- To be done:
Copy out the records below word for word, omitting the pictures.

··· Data provided ···

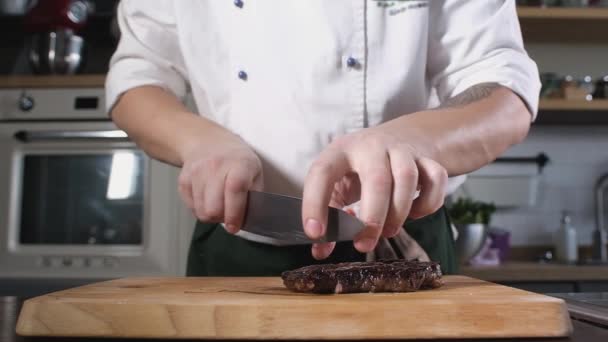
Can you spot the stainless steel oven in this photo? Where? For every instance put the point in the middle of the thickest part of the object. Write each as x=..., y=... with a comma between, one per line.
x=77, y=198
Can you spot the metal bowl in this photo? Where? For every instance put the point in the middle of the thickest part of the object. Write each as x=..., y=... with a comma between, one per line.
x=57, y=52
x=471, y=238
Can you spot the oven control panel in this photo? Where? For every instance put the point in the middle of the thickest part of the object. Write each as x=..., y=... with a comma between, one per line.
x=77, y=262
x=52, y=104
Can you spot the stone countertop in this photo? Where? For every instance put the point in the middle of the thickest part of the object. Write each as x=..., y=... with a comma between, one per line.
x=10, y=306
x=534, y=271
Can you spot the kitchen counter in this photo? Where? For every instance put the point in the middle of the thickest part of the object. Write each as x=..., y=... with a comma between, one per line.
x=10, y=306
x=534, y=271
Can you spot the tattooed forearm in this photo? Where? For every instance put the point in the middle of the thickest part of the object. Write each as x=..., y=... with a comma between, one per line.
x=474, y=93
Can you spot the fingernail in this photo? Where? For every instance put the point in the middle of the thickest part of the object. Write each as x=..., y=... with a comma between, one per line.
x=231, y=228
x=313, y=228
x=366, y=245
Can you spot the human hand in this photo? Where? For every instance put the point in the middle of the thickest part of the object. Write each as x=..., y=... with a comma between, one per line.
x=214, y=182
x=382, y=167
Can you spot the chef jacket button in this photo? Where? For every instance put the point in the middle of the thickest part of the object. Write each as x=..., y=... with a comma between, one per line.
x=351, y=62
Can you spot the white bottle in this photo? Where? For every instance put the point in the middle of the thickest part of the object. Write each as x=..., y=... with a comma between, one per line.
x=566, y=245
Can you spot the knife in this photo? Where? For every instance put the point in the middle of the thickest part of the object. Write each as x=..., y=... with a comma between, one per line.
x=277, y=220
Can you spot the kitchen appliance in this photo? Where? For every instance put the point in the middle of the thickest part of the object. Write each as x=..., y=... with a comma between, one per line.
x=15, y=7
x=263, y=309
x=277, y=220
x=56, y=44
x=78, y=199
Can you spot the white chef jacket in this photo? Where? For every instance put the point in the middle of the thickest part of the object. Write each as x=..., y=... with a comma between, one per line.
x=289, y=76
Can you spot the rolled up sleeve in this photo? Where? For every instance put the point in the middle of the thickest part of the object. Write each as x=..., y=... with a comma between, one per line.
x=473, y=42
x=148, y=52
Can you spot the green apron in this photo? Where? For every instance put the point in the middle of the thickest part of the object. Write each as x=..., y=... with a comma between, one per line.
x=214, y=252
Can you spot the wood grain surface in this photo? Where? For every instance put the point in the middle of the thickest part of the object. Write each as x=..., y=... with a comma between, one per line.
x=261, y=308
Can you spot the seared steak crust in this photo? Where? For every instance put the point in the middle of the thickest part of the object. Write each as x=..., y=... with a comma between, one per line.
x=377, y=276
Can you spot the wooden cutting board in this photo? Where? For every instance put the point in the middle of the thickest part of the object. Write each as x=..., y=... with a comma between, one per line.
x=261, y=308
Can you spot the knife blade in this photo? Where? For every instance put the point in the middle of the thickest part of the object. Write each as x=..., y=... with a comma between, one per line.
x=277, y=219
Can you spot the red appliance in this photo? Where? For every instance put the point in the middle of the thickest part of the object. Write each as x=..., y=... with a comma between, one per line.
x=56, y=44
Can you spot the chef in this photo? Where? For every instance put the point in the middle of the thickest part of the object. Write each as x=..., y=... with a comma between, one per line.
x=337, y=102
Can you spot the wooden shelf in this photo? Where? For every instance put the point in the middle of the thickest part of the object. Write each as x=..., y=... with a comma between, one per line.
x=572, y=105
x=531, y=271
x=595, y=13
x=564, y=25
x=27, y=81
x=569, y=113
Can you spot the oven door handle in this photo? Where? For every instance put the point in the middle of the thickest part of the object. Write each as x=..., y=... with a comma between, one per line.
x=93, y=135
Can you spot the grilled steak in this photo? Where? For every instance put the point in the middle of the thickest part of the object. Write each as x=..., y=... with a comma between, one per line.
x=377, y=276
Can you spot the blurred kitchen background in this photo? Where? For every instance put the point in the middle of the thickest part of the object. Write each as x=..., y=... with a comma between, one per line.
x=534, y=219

···

- Answer to this problem:
Can you spot the stainless steel oven in this photo? Where? For every instance put the point in the middle of the thickest part of the object. Write each as x=..., y=... with a comma between, one per line.
x=77, y=198
Can you spot the metal bowl in this photo? Where? For every instance put the point in the middle of the thickest part of the object. Write each as x=..., y=... with a comma between, one per line.
x=57, y=52
x=471, y=238
Can you spot the oven control panel in this photo? Where? For every instance put the point in the middle of the thickest part of the object. Write each as x=..., y=... with a comma between, one per line.
x=77, y=262
x=52, y=104
Can you spot the stone countertop in this photo? Where? For every instance put the point in the middle of the thickest part of the object. Write each as x=..., y=... with a comma between, one per line.
x=10, y=306
x=534, y=271
Can you spot the kitchen counter in this photo? Where? For every instance put the point in the middle of the thickest part of the object. Write each as x=..., y=... with a comma between, one per line.
x=10, y=306
x=534, y=271
Can you spot the tattooed forearm in this photo? Where? For every instance put the point in the middle of the thickest part of the object. Write each as x=..., y=... with a comma between, one per line.
x=474, y=93
Can you spot the fingernail in this photo? Where? For every instance put the point in the middle of the thickest part of the object. Write each as x=..., y=... with a comma between, one per line.
x=231, y=228
x=313, y=228
x=366, y=245
Can you spot the human hand in this photo? Where? For every instance put the point in the middle of the thickest part of the object. Write each as x=..., y=... with a comma between, one per line.
x=214, y=182
x=382, y=167
Can you spot the chef jacket button in this photo? Where? For every instance put the point in the middle of the thickest part of the object. Write each as x=..., y=... with a comma between, one per line.
x=351, y=62
Can you spot the white bottle in this photo? Where? For every instance put the point in the middle of the thickest part of the object. Write each as x=..., y=... with a comma between, one per line.
x=566, y=245
Can you spot the knife in this photo? Where? For every instance put the point in the middle of the thickest part of the object. Write each as x=..., y=... with a comma between, one per line.
x=277, y=220
Can you spot the kitchen appliance in this photo? Where? For every instance put the point in the middle of the thickest part of the object. Write each as x=..., y=... with a comma between, one per line.
x=15, y=7
x=263, y=309
x=277, y=220
x=56, y=44
x=78, y=199
Can you spot the white chef jacket in this photo? Where? For every instance put the point in the middle of the thickest part of the object. Write each as x=..., y=... with a comma between, one per line.
x=289, y=76
Can you spot the rolled up sleeve in this photo? Where? For every instance put the point in the middle of the thickest part of the object. Write each as x=..., y=... with a comma between, one per line.
x=473, y=42
x=148, y=52
Can you spot the green apron in this photo? Where? For every instance put the point in the middle of the thickest part of the object. Write each as x=..., y=... with a comma between, one per line.
x=214, y=252
Can you spot the wood grain surface in this photo? Where? For every instance put the point in the middle of the thickest part of the object. Write each as x=..., y=... with a comma between, one per line.
x=261, y=308
Can you spot the seared steak crust in this photo? Where? For every instance put the point in the middle of the thickest part of the object. Write each as x=..., y=... with a comma between, one per line.
x=377, y=276
Can you spot the wooden cutting board in this photo? Where? For every instance put the point in the middle of the thickest part of the object. Write each as x=..., y=... with a comma between, one per line.
x=261, y=308
Can you spot the knife blade in this photo? Where? For every instance put the point in the middle of the thickest part of the object. Write each as x=..., y=... with a comma between, one per line.
x=277, y=219
Can you spot the red appliance in this photo? Where? For every instance put the point in the middle of the thickest part of the object. Write each as x=..., y=... with a comma between, one per line.
x=56, y=44
Can you spot the chef in this photo? Where? For every instance put the point in the middle of the thickest part of the object. Write each as x=..., y=... with a comma between, one per line.
x=337, y=102
Can you spot the wooden shelf in this photo? Where? For every instance put the point in the middle of the thickest part of the object. Write each as x=..., y=... with a comma between, one per line.
x=572, y=105
x=531, y=271
x=595, y=13
x=564, y=25
x=27, y=81
x=569, y=113
Can you spot the oven door handle in this photo? Where? For every instance put the point in the middle of the thickest part of the object. Write each as x=..., y=... with a comma between, one per line.
x=93, y=135
Can you spot the grilled steak in this photo? Where? For every instance put the point in the middle of the thickest part of the object. Write each as x=..., y=... with a comma between, one per line.
x=377, y=276
Can you spot the blurred kitchen background in this photo? Where? For every instance put the point in the middle of the thickest part of the object. Write each as x=..., y=... with a comma between, one per line.
x=534, y=219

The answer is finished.